__Supplied material__
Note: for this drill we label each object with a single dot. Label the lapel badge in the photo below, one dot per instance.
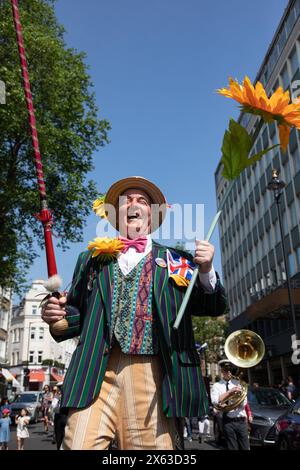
(91, 278)
(161, 262)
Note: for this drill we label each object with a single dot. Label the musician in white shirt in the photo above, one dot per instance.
(234, 422)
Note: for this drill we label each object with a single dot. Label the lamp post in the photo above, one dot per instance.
(276, 185)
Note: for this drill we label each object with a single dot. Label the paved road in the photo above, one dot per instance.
(39, 440)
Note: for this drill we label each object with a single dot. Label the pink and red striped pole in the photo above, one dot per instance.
(45, 215)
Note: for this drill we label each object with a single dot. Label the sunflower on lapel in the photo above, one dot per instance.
(106, 249)
(180, 269)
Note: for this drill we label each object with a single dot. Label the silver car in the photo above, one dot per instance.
(266, 404)
(32, 401)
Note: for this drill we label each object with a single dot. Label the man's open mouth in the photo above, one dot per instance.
(133, 217)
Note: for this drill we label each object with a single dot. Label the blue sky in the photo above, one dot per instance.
(155, 66)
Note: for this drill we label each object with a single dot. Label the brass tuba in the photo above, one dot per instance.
(244, 349)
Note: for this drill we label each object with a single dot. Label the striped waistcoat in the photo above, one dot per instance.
(88, 313)
(131, 320)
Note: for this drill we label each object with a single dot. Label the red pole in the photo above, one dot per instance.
(45, 215)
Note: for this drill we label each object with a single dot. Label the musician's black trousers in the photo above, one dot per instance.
(236, 434)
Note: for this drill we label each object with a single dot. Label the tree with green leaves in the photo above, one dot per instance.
(69, 129)
(212, 331)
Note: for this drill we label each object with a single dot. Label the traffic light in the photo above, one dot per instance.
(26, 377)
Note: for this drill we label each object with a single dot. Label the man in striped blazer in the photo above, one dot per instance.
(132, 374)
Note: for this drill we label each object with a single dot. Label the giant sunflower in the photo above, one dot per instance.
(106, 248)
(278, 108)
(99, 207)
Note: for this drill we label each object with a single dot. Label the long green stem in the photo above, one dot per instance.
(196, 270)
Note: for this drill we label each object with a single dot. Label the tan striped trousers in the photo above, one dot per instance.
(128, 409)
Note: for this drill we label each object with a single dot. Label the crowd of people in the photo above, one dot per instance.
(51, 416)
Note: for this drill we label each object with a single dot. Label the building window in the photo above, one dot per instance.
(34, 309)
(40, 356)
(287, 172)
(285, 78)
(277, 233)
(296, 160)
(293, 214)
(292, 264)
(298, 257)
(31, 357)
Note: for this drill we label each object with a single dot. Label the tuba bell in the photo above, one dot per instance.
(244, 349)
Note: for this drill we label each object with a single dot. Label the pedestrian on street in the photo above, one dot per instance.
(46, 407)
(22, 422)
(188, 432)
(60, 417)
(5, 422)
(204, 428)
(4, 405)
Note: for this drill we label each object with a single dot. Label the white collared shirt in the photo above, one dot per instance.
(127, 261)
(219, 388)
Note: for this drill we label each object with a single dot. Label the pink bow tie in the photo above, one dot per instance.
(138, 243)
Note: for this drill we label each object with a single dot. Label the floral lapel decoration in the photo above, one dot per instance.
(105, 249)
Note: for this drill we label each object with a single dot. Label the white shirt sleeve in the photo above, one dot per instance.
(215, 393)
(208, 280)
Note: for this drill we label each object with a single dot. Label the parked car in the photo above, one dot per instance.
(30, 400)
(266, 404)
(288, 428)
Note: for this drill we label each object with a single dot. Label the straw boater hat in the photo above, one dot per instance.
(137, 182)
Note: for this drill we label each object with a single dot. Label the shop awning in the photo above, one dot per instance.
(37, 375)
(9, 377)
(57, 377)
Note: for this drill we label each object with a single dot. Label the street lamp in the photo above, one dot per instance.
(277, 185)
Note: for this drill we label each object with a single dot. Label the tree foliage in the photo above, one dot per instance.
(69, 129)
(212, 331)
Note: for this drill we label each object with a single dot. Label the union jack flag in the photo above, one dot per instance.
(179, 266)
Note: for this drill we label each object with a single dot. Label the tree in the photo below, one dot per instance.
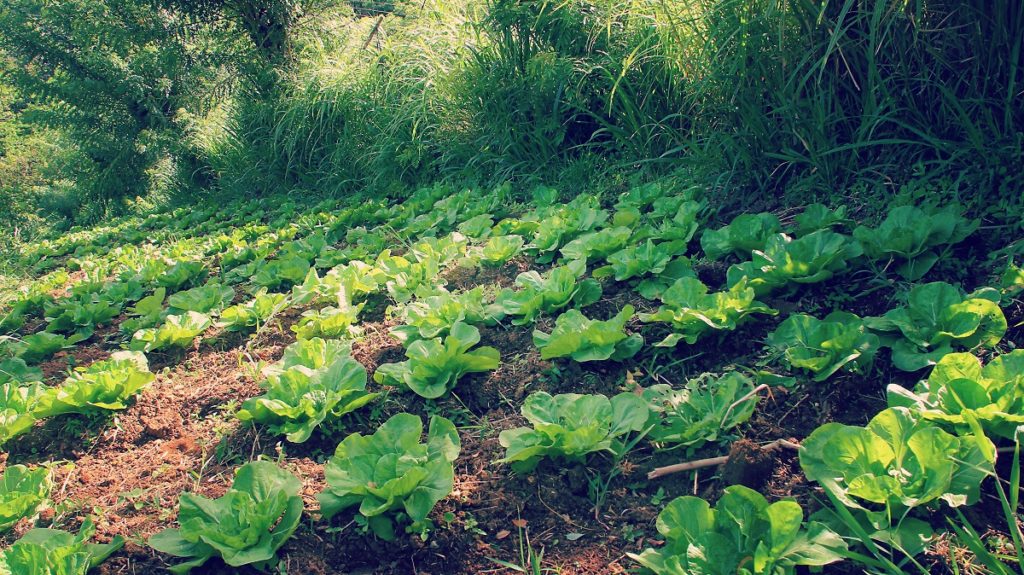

__Task instructions__
Would you output the data above exactly as written, but with no images?

__Response box__
Note: for this drill we label each object with a single dot. Label the lapel badge in the photo below, one dot per instance.
(91, 278)
(161, 262)
Note: for this drill we label each object with a single dot. Label the musician in white shirt in the photo above, one dot per instance.
(234, 422)
Note: for this drill we label each object with a single dot. Label the lamp post in the photo above, one dot per instance.
(276, 185)
Note: for this drill we label each object with a single dot. Label the paved road in the photo above, one dot per instance.
(39, 440)
Note: for this drill we label each object with a single dot. Label the pink and red striped pole in the photo above, one dot per instance.
(45, 215)
Note: for this drill we label each object with a single dot. Label the sunflower on lapel in the photo above, one dot per instance.
(106, 249)
(180, 269)
Note: for this drill we label each object with a single dot. Label the silver car in the photo above, one dot per instance.
(266, 404)
(32, 401)
Note: for this drill we label each object with a single dot. Label the man's open mouth in the photo above, one dot per instance.
(133, 217)
Note: for this drill we label each object with a single dot. Label the blue sky in the photo above, one dot per instance.
(155, 66)
Note: for this drill we label each object with a single dot. Label the brass tuba in the photo above, one dot per instance.
(244, 349)
Note: for this drill we label each object with a single dot. Label the striped waistcoat in the photo above, one dot per instance.
(88, 313)
(131, 320)
Note: for this drill we label each object with a single dot. Label the red pole in the photo above, one dot per instance.
(45, 215)
Note: for this drill we label each object with a single dot. Label the musician's black trousers in the photo above, one dot per instance.
(236, 434)
Note: for this drill we label each object with a single dot. Label the tree with green leaves in the photo above, one dot per instance.
(69, 129)
(212, 331)
Note: for this drill we label each object with a single dot. Label the traffic light in the photo above, one dot per instance.
(26, 377)
Note: for this drill we label each object with a single dot. Label the man in striped blazer in the photo above, one dot per instance.
(132, 374)
Note: for this drill we label each object with a single dot. Label the giant sunflower in the photo above, one dot per instance.
(106, 248)
(278, 108)
(99, 207)
Note: for this drill we label each object with a single dot. Label the long green stem in the photo above, one dot per instance.
(196, 270)
Note: for this drill we label each object with a single dot. Label the tan striped trousers in the photo above, one dot per instance.
(128, 409)
Note: for this drill we label each object with a single dot. Label the crowd of people in the photo above, one dot per instance.
(51, 416)
Note: for this drill we label each object with a single dot. Label the building window in the photo above, one dot per instance.
(34, 309)
(40, 356)
(287, 172)
(285, 78)
(277, 233)
(296, 160)
(293, 214)
(292, 264)
(298, 257)
(31, 357)
Note: for this drill we label each object with a single dot. Label the tuba bell in the photo above, one dot per instance.
(244, 349)
Note: for this drill we label each object with a single dot. Label the pedestrian on street in the photo above, one dot per instance.
(46, 407)
(22, 422)
(188, 432)
(60, 417)
(5, 422)
(204, 428)
(4, 405)
Note: for this drill we label each object with a single dot. Label the white collared shirt in the photo above, one dot per instance.
(127, 261)
(219, 388)
Note: for this drill we label each object with a single dot. Label the pink bow tie in the photo above, one dot per instance.
(138, 243)
Note: for this drill we label each object with a single dot. Label the floral lapel decoration in the photo above, one dot per instance.
(105, 249)
Note: for this drill we label each object with a single dot. Label the white shirt sleeve in the photo above, one dot per instance.
(215, 393)
(208, 280)
Note: for this drill we label each object with a single dot. Label the parked car in the photo above, one dot per instance.
(30, 400)
(266, 404)
(288, 428)
Note: for this drill we label each object with a single dot. Label the straw boater hat in the photo above, one dot per instance.
(137, 182)
Note: for this drill we label each object with a single dot. Label the shop awning in the photo above, one dot per instance.
(37, 375)
(9, 377)
(57, 377)
Note: for this drill we label each object with a single dot. Label the street lamp in the photo above, one dot per instance.
(277, 185)
Note: for this drill we label each object with a single dot. Label the tree foliage in the photo above, one dot per instance.
(69, 129)
(212, 331)
Note: for this drill we label each object with a single dot. Label the union jack flag in the photo above, one dot per instance.
(179, 266)
Note: for this drill we label each object with a single dot. Label the tree in the photo below, one dot per instance.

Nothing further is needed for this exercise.